==== Extracted text
What you're wanting here is either epiplexis:

Asking questions in order to chide, to express grief, or to inveigh. A kind of rhetorical question.

Examples

Why died I not from the womb? why did I not give up the ghost when I came out of the belly? —Job 3:11

or erotema:

The rhetorical question. To affirm or deny a point strongly by asking it as a question.

Generally, as Melanchthon has noted, the rhetorical question includes an emotional dimension, expressing wonder, indignation, sarcasm, etc.

Examples

Just why are you so stupid?

(Both those are from BYU's whipass Silva Rhetoricae)




ANSWER 2

Score 6


The example you gave is of a loaded question, a suggestive question or a presuppositional question. It also offers the speaker's interlocutor a false dilemma.

(Links are to definitions and explanations of these terms in Wikipedia.)




ANSWER 3

Score 1


I don't know that there is a single word to describe this. You might call it a dysphemistic question.

Dysphemism




ANSWER 4

Score 0


The particular example question might fall under Aporia (though the term doesn't apply strictly to questions, but you could talk about an aporetic question). Quotes from OED:

1589 G. Puttenham Arte Eng. Poesie iii. xix. 189 Aporia, or the Doubtfull. [So] called..because oftentimes we will seeme to cast perils, and make doubt of things when by a plaine manner of speech wee might affirme or deny him.

1656 J. Smith Myst. Rhetorique 150 Aporia is a figure whereby the Speaker sheweth that he doubteth, either where to begin for the multitude of matters, or what to do or say in some strange or ambiguous thing.

However, aporia doesn't have to be used in service of insult.
========
- Exercise brief
Quote the passage from the text on rhetorical questions word for word, starting at "(Both those are" and ending at "terms in Wikipedia.)".
==== Source material
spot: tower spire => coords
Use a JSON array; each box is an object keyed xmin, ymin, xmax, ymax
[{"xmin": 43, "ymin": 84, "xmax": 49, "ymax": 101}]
========
- Answer below
(Both those are from BYU's whipass Silva Rhetoricae)




ANSWER 2

Score 6


The example you gave is of a loaded question, a suggestive question or a presuppositional question. It also offers the speaker's interlocutor a false dilemma.

(Links are to definitions and explanations of these terms in Wikipedia.)